**TEXT EXTRACT**
7 Easy Steps For Entrepreneurs to Build a Kickass Personal Brand

    Believe it or not, each of us has our innate personal brands based on how others perceive us


    With social media making it easy for people to follow influential business leaders, technocrats & startup founders, the likes of Elon Musk, Jeff Bezos & Sundar Pichai have garnered cult-like online followerships. For instance, Elon Musk’s Twitter following is double that of SpaceX and Tesla combined. As an entrepreneur, this is a privileged position to be in, as you have an audience receptive to your values, ideas & ambitions.

    Personal branding is like a run - you would reach wherever you want quicker!

    It’s also relatively easier to amplify a personal brand as we identify with human stories, and a strong personal brand does just that — project your personal experiences in an entrepreneurial context.

    Each of us has our innate personal brands based on how others perceive us — a personal branding strategy will simply leverage these experiences, success stories, failures and future plans, and make it a bit more intentional. This can help you land better gigs, promote your products & services, and open doors.

    Whether you are an eager first-time founder, or a personal branding sceptic, spare some time and try these 7 simple steps to lay the foundation for a strong & authentic personal brand:

    #1. Get A Professional Headshot & Profile

    Get a haircut, shave, grab a blazer and drop by your nearest photo studio for a quick professional photoshoot. Most photographers will happily edit your headshots for a few extra bucks. Within minutes you’ll have a far superior high-resolution profile photo in your hands than most badly cropped ones from office gatherings & house parties.

    After your face, a profile bio is often the first impression an audience, i.e. media, industry colleagues or investors would have of you. Resist oversharing about every medal & every promotion — mention crucial details such as your education, career & entrepreneurial ambitions, and limit it to 250–300 words.

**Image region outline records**

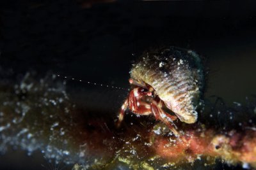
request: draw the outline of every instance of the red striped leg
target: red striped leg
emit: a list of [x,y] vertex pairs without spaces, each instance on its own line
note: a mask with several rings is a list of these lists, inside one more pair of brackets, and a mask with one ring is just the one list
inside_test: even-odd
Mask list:
[[118,120],[117,122],[117,125],[116,125],[117,127],[119,127],[120,125],[121,125],[121,122],[124,120],[124,113],[125,110],[127,109],[127,108],[128,108],[128,99],[126,99],[124,101],[123,105],[122,105],[121,110],[119,112]]
[[[161,106],[161,104],[160,104],[159,105]],[[178,131],[177,131],[177,130],[169,122],[169,120],[171,120],[171,122],[172,122],[173,119],[168,119],[168,118],[172,118],[172,116],[168,115],[168,113],[166,113],[161,109],[161,108],[159,107],[159,106],[157,105],[157,103],[155,101],[152,101],[152,103],[151,103],[151,110],[157,120],[161,120],[169,127],[169,129],[173,132],[173,134],[176,136],[180,136]],[[170,117],[169,117],[168,115]]]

**PROMPT 1**
Copy the personal branding article between "With social media" and "an entrepreneurial context.", inclusive, swapping "startup founders" for "company founders".
**PROMPT 2**
Resume the personal branding article from where it stops.
These records have no connection to the personal branding article.

**EXERCISE ANSWER 1**
With social media making it easy for people to follow influential business leaders, technocrats & company founders, the likes of Elon Musk, Jeff Bezos & Sundar Pichai have garnered cult-like online followerships. For instance, Elon Musk’s Twitter following is double that of SpaceX and Tesla combined. As an entrepreneur, this is a privileged position to be in, as you have an audience receptive to your values, ideas & ambitions.

    Personal branding is like a run - you would reach wherever you want quicker!

    It’s also relatively easier to amplify a personal brand as we identify with human stories, and a strong personal brand does just that — project your personal experiences in an entrepreneurial context.

**EXERCISE ANSWER 2**
    #2. Answer The Who, What & Why

    It’s important to define brand guidelines & tone of voice for your personal brand by reflecting on your personality, values & purpose.

    Try and define your natural personality — reflect on your beliefs, philosophies, the things you stand for, what kind of promises can you make about the way you act and run your business? Unlike goals that are primarily about you, your purpose must be based on what you can promise and help others achieve their goals.

    You can always ask some friends to share words they’d use to define you — distil & refine these keywords to come up with your final draft.

    Friend A: Smart, Sassy, Sarcastic

    Friend B: Caring, Clean, Ambitious

    Friend C: Chirpy, BRILLIANT, Social

    Friend D: HELPFUL, Caring, Kind

    Friend D: Polite, Sweet, Funny

    Friend E: Natural, RELIABLE, Intelligent

    #3 START WRITING AS A HABIT

    Content is the atomic particle of influence — creating and distributing free content is one of the most effective ways to build your brand and earn the trust of your target audience. Drop persistent emails to industry-specific publications or blogs with guest posts, use LinkedIn articles/blog posts to refer people to your company website as well as your posts on other websites.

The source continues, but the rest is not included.